Extrait:
——

Alors que le stock national est épuisé depuis mars, forçant les patients à se tourner vers des médicaments aux lourds effets secondaires, le gouvernement annonce que 28 kg de cannabis médical seront disponibles fin septembre : une quantité bien en deçà des besoins.
Se fournir en cannabis médical n’est pas si facile, même pour un gouvernement. Ce mardi, la ministre de la Santé, Paulette Lenert, a indiqué que le Luxembourg qui cherchait un nouveau fournisseur en vain depuis des mois, s’approvisionnerait désormais en Allemagne, auprès de la société Tilray, leader sur ce marché. Première livraison attendue fin septembre, pour une commande atteignant trois millions d’euros, soit environ 28 kg de produit.
Une quantité bien insuffisante pour combler les besoins des patients jusqu’à la fin de l’année, selon le député Sven Clement (pirates) qui fait remarquer dans un communiqué que «70 kg de cannabis médical ont été prescrits rien que pour les quatre premiers mois de cette année». Il dénonce une mauvaise gestion du stock national, épuisé depuis le mois de mars, au grand dam des 630 patients bénéficiaires.

——

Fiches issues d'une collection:
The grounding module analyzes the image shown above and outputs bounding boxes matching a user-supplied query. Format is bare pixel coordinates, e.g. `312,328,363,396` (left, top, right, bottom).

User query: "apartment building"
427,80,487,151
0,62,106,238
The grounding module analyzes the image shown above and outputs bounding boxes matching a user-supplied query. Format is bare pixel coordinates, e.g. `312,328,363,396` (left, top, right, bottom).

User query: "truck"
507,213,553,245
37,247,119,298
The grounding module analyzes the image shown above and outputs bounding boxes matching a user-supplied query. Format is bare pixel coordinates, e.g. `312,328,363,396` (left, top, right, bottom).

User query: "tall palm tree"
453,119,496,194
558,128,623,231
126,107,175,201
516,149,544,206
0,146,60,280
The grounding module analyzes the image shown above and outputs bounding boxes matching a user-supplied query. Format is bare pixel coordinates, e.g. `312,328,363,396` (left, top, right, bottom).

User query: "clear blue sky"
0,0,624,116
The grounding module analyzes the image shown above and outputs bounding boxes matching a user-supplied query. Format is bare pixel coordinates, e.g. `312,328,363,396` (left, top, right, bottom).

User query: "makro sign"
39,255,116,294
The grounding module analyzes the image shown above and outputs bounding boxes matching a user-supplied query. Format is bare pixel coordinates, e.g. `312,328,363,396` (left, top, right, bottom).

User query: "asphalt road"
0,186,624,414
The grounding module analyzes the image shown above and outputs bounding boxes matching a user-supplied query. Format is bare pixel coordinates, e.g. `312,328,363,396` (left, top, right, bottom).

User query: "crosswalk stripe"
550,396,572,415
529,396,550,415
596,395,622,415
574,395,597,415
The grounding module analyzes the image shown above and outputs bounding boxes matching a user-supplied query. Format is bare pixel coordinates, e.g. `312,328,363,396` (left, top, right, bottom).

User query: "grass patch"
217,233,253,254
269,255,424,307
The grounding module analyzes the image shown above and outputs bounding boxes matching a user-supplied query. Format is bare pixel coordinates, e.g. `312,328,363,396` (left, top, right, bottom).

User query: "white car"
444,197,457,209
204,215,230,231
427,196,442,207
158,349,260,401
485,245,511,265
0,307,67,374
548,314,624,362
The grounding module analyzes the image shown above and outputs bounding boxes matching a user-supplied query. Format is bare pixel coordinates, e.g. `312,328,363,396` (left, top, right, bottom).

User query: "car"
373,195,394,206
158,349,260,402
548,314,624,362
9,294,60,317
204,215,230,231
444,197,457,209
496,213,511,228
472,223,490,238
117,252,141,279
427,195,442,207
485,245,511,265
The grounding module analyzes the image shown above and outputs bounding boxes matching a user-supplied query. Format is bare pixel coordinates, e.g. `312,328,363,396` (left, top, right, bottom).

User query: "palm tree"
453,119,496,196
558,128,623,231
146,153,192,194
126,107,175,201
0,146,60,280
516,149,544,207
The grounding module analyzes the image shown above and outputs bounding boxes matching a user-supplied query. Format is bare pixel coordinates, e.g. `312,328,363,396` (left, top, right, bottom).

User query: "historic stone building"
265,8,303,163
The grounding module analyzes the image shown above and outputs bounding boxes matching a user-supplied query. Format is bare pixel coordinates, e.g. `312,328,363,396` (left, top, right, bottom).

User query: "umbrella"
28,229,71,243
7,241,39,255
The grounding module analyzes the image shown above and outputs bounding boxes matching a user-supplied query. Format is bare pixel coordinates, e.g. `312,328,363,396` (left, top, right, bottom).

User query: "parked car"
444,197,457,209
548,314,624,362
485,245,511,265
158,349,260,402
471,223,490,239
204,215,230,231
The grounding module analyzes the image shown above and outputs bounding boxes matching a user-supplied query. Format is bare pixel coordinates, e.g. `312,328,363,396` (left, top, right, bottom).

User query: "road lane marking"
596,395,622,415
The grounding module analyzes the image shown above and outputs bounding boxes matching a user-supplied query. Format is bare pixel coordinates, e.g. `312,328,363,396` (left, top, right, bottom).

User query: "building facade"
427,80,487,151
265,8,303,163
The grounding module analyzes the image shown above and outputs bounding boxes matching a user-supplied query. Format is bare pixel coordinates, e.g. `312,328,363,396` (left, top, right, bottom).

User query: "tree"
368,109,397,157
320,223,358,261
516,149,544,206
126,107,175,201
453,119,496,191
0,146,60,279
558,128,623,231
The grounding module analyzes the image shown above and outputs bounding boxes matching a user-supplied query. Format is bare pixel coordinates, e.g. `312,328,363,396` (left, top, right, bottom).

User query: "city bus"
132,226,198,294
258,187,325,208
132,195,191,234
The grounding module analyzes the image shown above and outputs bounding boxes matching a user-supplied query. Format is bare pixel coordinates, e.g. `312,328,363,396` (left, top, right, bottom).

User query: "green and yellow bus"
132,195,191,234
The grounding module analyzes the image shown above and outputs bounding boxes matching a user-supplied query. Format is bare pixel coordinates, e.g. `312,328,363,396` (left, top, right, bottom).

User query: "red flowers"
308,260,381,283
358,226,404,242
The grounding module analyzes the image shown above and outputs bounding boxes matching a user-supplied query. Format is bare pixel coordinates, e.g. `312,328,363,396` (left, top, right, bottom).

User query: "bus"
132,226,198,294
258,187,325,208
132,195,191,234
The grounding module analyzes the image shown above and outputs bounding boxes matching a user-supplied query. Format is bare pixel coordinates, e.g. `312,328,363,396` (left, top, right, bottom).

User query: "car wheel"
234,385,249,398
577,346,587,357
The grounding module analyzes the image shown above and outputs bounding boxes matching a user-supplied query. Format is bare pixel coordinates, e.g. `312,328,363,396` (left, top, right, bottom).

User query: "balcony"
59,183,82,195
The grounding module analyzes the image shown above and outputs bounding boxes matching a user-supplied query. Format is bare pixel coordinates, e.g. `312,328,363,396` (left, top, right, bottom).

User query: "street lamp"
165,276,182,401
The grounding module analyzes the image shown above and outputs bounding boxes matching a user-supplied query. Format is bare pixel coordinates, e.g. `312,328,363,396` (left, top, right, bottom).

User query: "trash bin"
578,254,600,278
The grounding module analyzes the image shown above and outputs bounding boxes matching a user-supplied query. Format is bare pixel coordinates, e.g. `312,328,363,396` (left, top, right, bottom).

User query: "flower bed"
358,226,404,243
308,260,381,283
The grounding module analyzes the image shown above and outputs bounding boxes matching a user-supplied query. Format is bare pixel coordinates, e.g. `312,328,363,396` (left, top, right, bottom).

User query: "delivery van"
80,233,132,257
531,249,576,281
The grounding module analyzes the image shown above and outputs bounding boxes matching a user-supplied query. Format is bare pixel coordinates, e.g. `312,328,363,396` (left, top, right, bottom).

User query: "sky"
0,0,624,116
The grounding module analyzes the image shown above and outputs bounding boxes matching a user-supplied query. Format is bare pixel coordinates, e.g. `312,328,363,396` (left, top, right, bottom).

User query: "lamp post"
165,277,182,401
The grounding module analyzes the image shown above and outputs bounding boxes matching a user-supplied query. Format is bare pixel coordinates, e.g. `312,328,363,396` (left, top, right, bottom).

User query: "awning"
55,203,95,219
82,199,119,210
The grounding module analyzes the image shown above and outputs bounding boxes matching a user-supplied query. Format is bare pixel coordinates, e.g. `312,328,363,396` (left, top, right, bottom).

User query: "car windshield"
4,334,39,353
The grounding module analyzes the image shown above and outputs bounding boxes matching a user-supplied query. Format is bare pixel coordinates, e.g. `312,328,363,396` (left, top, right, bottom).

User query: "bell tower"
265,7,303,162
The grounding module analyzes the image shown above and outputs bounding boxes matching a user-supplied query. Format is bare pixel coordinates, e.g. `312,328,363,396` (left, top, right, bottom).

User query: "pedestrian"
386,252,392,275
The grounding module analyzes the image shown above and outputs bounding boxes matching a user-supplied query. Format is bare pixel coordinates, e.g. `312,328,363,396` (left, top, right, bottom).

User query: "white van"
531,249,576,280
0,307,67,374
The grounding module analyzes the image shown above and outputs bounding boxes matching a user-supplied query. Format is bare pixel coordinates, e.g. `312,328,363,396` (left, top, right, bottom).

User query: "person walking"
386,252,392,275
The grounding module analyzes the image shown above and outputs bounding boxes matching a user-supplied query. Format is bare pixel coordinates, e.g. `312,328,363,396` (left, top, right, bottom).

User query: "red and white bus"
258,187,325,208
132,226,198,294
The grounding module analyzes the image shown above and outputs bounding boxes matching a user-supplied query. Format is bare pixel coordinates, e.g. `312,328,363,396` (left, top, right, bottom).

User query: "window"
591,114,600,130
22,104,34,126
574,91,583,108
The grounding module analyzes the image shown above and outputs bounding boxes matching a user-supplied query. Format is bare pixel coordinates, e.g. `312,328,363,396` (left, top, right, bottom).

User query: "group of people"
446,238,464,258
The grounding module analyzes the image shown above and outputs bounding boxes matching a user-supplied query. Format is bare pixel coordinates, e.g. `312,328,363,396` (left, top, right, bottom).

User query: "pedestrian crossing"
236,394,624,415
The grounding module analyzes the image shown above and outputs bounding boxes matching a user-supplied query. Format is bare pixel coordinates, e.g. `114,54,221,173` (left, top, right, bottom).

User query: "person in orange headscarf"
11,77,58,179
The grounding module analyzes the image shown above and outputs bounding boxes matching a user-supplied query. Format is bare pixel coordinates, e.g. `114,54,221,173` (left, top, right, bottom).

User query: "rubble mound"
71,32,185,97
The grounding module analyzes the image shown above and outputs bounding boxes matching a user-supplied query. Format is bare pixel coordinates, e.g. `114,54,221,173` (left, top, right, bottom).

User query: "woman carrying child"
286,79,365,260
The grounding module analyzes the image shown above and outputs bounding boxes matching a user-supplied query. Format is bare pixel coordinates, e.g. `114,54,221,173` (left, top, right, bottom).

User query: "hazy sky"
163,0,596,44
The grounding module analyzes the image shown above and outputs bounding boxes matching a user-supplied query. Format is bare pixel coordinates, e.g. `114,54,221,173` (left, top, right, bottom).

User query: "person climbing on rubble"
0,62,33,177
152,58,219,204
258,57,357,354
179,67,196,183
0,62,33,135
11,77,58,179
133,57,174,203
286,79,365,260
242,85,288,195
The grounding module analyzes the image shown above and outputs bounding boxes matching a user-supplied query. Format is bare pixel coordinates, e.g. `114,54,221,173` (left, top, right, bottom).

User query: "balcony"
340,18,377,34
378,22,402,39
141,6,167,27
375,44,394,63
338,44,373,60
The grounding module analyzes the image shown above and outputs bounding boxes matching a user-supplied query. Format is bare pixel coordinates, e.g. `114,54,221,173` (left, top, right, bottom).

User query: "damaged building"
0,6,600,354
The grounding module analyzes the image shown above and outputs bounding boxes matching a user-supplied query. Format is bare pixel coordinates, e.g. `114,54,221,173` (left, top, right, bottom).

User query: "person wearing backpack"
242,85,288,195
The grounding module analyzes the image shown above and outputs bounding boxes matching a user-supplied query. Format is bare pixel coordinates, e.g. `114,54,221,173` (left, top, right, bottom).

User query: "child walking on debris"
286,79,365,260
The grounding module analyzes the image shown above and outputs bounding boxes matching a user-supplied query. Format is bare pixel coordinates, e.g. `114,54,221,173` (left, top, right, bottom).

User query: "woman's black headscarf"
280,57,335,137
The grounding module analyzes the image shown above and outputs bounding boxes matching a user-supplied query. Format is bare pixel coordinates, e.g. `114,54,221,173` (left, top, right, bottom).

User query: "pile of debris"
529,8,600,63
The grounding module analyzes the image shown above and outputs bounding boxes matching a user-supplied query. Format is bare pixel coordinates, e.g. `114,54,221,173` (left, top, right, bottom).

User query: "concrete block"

——

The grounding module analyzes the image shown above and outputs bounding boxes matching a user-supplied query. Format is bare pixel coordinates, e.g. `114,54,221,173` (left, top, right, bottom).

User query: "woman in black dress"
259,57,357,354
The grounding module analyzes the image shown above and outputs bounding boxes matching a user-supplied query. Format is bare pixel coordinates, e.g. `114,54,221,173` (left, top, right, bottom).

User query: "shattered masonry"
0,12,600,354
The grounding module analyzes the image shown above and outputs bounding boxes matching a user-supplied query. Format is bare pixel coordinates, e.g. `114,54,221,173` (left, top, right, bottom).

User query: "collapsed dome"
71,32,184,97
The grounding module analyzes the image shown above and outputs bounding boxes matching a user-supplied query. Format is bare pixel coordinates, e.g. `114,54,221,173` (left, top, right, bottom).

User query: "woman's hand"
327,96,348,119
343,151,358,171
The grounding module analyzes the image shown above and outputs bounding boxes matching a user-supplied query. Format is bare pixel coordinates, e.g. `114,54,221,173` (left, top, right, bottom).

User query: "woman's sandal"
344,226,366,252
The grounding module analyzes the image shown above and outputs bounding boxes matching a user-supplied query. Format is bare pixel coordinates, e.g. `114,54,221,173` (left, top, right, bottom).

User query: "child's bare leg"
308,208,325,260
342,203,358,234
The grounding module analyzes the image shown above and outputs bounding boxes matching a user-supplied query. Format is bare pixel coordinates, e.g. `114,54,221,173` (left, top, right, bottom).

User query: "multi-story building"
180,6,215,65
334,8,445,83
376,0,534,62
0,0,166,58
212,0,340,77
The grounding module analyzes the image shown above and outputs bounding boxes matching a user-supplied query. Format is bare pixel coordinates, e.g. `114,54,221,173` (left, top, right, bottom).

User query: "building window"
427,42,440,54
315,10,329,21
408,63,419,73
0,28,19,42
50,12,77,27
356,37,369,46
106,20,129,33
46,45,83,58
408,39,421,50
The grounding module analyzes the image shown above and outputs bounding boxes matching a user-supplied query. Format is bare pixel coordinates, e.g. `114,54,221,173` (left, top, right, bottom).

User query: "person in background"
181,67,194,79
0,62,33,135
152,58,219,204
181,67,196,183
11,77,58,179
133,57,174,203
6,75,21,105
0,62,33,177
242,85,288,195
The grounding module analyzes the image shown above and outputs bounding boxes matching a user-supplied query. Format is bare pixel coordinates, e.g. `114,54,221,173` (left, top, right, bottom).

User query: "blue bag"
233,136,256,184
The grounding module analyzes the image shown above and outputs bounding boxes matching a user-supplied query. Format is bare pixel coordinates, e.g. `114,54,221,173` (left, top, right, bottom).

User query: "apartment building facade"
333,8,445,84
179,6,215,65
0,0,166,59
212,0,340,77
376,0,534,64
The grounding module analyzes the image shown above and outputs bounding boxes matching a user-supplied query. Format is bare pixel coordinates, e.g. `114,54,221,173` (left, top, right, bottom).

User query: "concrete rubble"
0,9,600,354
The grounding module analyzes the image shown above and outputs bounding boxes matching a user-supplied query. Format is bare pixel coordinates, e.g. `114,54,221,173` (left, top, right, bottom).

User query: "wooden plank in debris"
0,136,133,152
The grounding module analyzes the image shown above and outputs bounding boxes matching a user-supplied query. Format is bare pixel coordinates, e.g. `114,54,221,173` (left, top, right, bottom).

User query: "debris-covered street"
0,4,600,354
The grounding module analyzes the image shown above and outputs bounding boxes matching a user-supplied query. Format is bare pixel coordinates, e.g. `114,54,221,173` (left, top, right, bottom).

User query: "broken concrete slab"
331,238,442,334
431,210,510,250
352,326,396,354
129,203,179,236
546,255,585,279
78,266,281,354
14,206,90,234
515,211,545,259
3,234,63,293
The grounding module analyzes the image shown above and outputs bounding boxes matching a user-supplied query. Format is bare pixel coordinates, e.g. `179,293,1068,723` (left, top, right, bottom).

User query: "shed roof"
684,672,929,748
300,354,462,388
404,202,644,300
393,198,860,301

——

Consignes:
- a) Résumez l'article sur le cannabis médical en deux phrases.
- b) D'après l'article sur le cannabis médical, combien de patients sont bénéficiaires ?
- c) Modifiez, s'il vous plaît, le passage de l'article sur le cannabis médical compris entre « Alors que le » et « kg de produit. », inclus, en remplaçant « fournisseur » par « prestataire ».

Résultats obtenus:
- a) Le stock national de cannabis médical du Luxembourg est épuisé depuis mars, et la ministre de la Santé, Paulette Lenert, a annoncé que le pays s'approvisionnerait désormais en Allemagne auprès de la société Tilray, avec une première livraison d'environ 28 kg attendue fin septembre. Le député Sven Clement juge cette quantité bien insuffisante, puisque 70 kg ont été prescrits rien que pour les quatre premiers mois de l'année, et il dénonce une mauvaise gestion du stock national.

- b) 630 patients.

- c)
Alors que le stock national est épuisé depuis mars, forçant les patients à se tourner vers des médicaments aux lourds effets secondaires, le gouvernement annonce que 28 kg de cannabis médical seront disponibles fin septembre : une quantité bien en deçà des besoins.
Se fournir en cannabis médical n’est pas si facile, même pour un gouvernement. Ce mardi, la ministre de la Santé, Paulette Lenert, a indiqué que le Luxembourg qui cherchait un nouveau prestataire en vain depuis des mois, s’approvisionnerait désormais en Allemagne, auprès de la société Tilray, leader sur ce marché. Première livraison attendue fin septembre, pour une commande atteignant trois millions d’euros, soit environ 28 kg de produit.